Mélenchon : « La force du peuple peut me porter au deuxième tour »

jeudi 20 avril 2017.
 

De passage à Toulouse, Jean-Luc Mélenchon a été interviewé par La Dépêche du Midi.

Après votre percée sondagière vous êtes la convergence de toutes les attaques. Êtes-vous devenu l’homme à abattre de cette fin de campagne de premier tour ?

Je n’abdique pas l’honneur d’être une cible, comme le dit Cyrano. Nos adversaires n’ont rien vu venir. Du coup, ils paniquent et n’ont que des caricatures en guise d’arguments. Je suis tranquille et déterminé. La force du peuple peut me porter au deuxième tour.

À quoi attribuez-vous cette progression ? À un changement d’image personnelle moins agressive grâce auquel les gens portent un regard différent sur vous ?

À mon programme. De nombreuses associations et collectifs saluent son contenu dans des domaines divers. Il projette l’aspiration au changement vers un horizon de progrès avec la VIe République, 100 % d’énergies renouvelables ou l’augmentation des petits salaires et des petites retraites. Quant à mon image, c’est je crois surtout celle d’un homme sincère et fidèle dans ses engagements.

Quel que soit le résultat de ce premier tour, n’avez-vous pas réussi à réaliser l’un de vos objectifs majeurs, à savoir supplanter le PS qui selon vous n’incarne pas la vraie gauche ?

Mon objectif est de gagner. Donc de supplanter tous mes concurrents. Le PS a eu sa chance depuis 2012. Il a échoué. Il est normal d’essayer un autre programme et d’autres personnes.

Depuis les primaires « le dégagisme » selon votre expression est à l’œuvre. Pourtant vous-même, vous n’êtes pas un nouveau venu en politique puisque vous avez été sénateur dès 1986 puis ministre. En quoi pouvez-vous incarner un renouveau ?

Mon parcours, c’est ma liberté. Je ne fais pas carrière. Et tout le monde voit ma constance. Je suis le seul à proposer une méthode concrète pour changer les règles politiques : élire une assemblée constituante pour réécrire entièrement la Constitution. Et quand je propose le droit de révoquer un élu en cours de mandat par référendum, je dis que cela s’appliquera à moi-même si je suis élu.

Votre programme avec ses 100 milliards d’investissement, sa création de 200 000 postes de fonctionnaires notamment, ne risque-t-il pas d’être un gouffre pour les finances du pays ?

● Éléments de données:
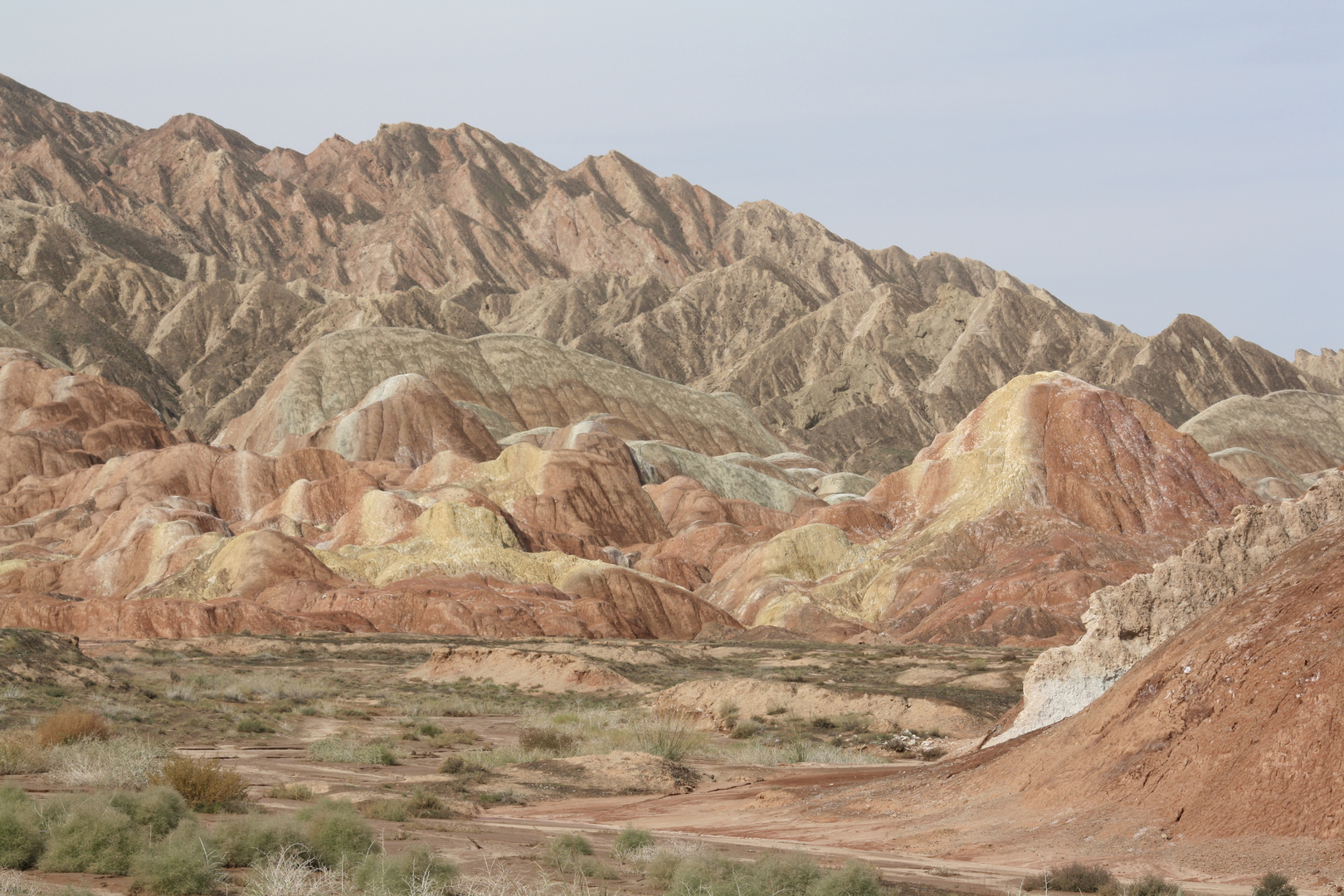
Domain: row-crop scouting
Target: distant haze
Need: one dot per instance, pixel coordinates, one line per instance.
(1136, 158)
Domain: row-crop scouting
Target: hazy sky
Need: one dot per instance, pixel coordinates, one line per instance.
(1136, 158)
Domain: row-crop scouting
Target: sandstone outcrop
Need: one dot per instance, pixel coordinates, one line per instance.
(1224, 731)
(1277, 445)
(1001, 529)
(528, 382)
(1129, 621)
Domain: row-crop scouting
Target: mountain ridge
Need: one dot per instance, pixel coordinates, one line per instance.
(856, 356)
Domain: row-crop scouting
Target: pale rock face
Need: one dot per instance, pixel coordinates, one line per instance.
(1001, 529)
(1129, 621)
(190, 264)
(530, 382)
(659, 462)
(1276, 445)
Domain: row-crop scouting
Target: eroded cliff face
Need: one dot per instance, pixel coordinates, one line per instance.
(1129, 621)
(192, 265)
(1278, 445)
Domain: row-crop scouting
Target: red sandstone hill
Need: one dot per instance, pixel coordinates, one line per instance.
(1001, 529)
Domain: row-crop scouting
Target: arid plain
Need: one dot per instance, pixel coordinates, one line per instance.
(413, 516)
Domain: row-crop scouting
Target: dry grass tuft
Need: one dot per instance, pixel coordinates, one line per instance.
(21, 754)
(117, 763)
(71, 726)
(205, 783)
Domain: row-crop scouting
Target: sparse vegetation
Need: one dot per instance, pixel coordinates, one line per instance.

● Travail à faire:
1. Pouvez-vous reproduire fidèlement le passage de l'entretien avec Mélenchon qui s'ouvre sur les mots « Mon objectif est » et se clôt sur « incarner un renouveau ? » ?
2. Dans l'entretien avec Mélenchon, que répond le texte à ces questions ?
(a) Quel personnage est cité à propos de l'honneur d'être une cible ?
(b) Depuis quelle année le PS a-t-il eu sa chance, selon Mélenchon ?
(c) À partir de quelle année a-t-il été sénateur ?

● Réponses fournies:
1.
Mon objectif est de gagner. Donc de supplanter tous mes concurrents. Le PS a eu sa chance depuis 2012. Il a échoué. Il est normal d’essayer un autre programme et d’autres personnes.

Depuis les primaires « le dégagisme » selon votre expression est à l’œuvre. Pourtant vous-même, vous n’êtes pas un nouveau venu en politique puisque vous avez été sénateur dès 1986 puis ministre. En quoi pouvez-vous incarner un renouveau ?

2.
(a) Cyrano.
(b) Depuis 2012.
(c) Dès 1986.